*Soru 1*: Sosyal riskler metnini iki cümlede özetler misiniz?
*Soru 2*: Sosyal riskler metninde "Kişilerin hayat içinde" sözlerinden "kazası, ölüm gibi)." sözlerine kadar uzanan bölümü eksiksiz yazar mısınız?

*Verilen metin*:
■ ■ ■ ■ ■

Kişilerin hayat içinde bazı risklerle karşılaşması kesin iken (yaşlılık ve ölüm gibi) bazılarıyla hayat boyu karşılaşmayabilirler (hastalık, iş kazası veya meslek hastalığı, maluliyet, işsizlik gibi). Ayrıca bazı sosyal riskler, kişilerin iradelerine göre ortaya çıkar iken (evlenme, çocuk sahibi olma gibi) bazıları kişilerin iradeleri dışında meydana gelmektedir (iş kazası, ölüm gibi).

Sosyal risk, “ne zaman gerçekleşeceği bilinmemekle beraber ileride gerçekleşmesi muhtemel veya muhakkak olan ve buna maruz kalan kişinin mal varlığında eksilmeye neden olan tehlike” şeklinde tanımlanmaktadır. Kişileri sosyal risklere koruma, sosyal güvenlik sistem ve politikalarının temel amacıdır.

ILO’nun 28.06.1952 tarih ve 102 sayılı Sosyal Güvenliğin Asgari Şartlarına İlişkin Sözleşmesi’nde 9 tane sosyal risk tanımlanmakta ve bunların tümüne ya da bir bölümüne karşı üye devletlerin sosyal koruma sağlaması

istenmektedir. Sözleşmeye göre bu riskler iş kazaları ve meslek hastalıkları, hastalık, analık, malullük, yaşlılık ve ölüm, işsizlik ve ailevi yüklerdir.

■ ■ ■ ■ ■

*Kayıtlı veriler*:

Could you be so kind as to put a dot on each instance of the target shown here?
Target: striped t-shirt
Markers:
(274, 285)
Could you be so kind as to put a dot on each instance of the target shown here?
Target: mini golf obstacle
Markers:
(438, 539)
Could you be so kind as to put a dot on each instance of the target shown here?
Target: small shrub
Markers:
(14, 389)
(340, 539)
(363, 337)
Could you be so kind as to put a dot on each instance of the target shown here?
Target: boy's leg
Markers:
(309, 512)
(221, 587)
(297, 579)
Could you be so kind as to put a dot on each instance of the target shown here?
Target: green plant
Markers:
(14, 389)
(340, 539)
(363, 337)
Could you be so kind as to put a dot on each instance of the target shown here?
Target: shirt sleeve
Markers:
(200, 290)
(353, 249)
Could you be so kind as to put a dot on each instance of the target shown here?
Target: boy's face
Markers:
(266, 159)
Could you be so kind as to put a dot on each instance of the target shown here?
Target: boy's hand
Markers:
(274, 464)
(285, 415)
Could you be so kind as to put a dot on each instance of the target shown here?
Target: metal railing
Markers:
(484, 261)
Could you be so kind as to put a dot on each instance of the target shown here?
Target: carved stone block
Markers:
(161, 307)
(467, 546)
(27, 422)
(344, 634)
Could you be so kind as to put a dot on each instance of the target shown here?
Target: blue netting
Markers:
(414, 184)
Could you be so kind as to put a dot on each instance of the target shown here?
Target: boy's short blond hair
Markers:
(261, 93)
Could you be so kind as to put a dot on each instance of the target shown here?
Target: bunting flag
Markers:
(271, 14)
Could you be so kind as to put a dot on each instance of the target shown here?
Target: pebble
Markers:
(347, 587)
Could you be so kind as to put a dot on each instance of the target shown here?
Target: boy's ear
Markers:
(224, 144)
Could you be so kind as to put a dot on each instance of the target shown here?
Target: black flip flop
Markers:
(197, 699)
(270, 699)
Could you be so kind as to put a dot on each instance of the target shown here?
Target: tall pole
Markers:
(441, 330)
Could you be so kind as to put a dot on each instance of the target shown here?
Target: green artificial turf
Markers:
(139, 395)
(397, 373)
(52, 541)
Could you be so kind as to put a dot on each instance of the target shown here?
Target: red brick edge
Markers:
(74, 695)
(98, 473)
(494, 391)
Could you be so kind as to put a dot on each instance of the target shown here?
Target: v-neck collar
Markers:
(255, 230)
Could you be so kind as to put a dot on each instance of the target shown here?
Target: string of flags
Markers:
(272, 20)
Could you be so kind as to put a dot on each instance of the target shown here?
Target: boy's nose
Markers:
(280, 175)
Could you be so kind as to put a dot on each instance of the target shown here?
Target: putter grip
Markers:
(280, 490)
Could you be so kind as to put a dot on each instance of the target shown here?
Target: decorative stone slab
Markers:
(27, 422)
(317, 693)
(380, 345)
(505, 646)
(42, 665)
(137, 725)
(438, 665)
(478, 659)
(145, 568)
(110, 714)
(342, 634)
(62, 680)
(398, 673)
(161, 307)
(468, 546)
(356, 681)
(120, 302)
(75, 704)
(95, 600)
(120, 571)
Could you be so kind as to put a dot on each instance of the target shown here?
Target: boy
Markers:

■ ■ ■ ■ ■

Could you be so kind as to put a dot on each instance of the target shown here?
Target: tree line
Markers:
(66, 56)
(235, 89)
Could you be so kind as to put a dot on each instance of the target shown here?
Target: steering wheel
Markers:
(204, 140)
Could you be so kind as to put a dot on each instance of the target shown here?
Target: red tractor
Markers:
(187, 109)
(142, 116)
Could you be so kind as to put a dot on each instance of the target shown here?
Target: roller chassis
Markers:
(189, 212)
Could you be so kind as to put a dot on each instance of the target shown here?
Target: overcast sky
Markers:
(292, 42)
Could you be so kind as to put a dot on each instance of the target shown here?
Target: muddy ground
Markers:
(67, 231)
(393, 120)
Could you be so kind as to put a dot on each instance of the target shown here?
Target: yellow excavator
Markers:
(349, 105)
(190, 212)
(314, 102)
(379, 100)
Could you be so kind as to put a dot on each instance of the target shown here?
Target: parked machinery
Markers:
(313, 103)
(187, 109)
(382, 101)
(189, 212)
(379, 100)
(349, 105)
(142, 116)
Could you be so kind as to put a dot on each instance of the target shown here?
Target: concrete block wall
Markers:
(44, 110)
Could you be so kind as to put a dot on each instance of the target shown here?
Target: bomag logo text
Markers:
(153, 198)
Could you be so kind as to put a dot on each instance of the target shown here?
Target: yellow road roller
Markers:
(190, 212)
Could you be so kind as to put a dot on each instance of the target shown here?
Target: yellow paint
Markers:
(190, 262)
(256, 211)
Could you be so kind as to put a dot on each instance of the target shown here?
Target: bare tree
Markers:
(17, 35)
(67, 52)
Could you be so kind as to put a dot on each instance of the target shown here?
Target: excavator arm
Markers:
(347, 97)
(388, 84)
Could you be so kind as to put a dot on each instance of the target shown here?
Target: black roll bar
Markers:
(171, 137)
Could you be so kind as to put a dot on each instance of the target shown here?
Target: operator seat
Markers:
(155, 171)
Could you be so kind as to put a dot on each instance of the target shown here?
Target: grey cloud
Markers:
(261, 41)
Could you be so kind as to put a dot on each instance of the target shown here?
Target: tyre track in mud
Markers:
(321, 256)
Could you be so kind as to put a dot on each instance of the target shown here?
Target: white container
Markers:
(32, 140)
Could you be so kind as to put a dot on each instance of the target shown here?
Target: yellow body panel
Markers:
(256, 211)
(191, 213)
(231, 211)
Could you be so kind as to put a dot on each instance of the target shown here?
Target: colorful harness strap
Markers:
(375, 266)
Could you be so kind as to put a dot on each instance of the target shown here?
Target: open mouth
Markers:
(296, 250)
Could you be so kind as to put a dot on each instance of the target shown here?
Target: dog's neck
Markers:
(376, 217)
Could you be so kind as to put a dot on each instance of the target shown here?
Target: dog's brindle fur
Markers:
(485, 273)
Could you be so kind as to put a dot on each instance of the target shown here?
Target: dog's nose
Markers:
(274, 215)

■ ■ ■ ■ ■

*Doğru yanıt 1*: Sosyal risk, ne zaman gerçekleşeceği bilinmeyen ama ileride gerçekleşmesi muhtemel ya da kesin olan ve maruz kalanın mal varlığını eksilten tehlikedir; bu risklerin bazılarıyla karşılaşmak kesinken bazılarıyla hiç karşılaşılmayabilir, bazıları kişinin iradesiyle, bazıları da iradesi dışında ortaya çıkar. Kişileri bu risklere karşı korumak sosyal güvenlik sistem ve politikalarının temel amacıdır; ILO'nun 102 sayılı Sözleşmesi iş kazaları ve meslek hastalıkları, hastalık, analık, malullük, yaşlılık ve ölüm, işsizlik ve ailevi yükler gibi riskleri tanımlayarak üye devletlerden bunlara karşı sosyal koruma ister.

*Doğru yanıt 2*:
Kişilerin hayat içinde bazı risklerle karşılaşması kesin iken (yaşlılık ve ölüm gibi) bazılarıyla hayat boyu karşılaşmayabilirler (hastalık, iş kazası veya meslek hastalığı, maluliyet, işsizlik gibi). Ayrıca bazı sosyal riskler, kişilerin iradelerine göre ortaya çıkar iken (evlenme, çocuk sahibi olma gibi) bazıları kişilerin iradeleri dışında meydana gelmektedir (iş kazası, ölüm gibi).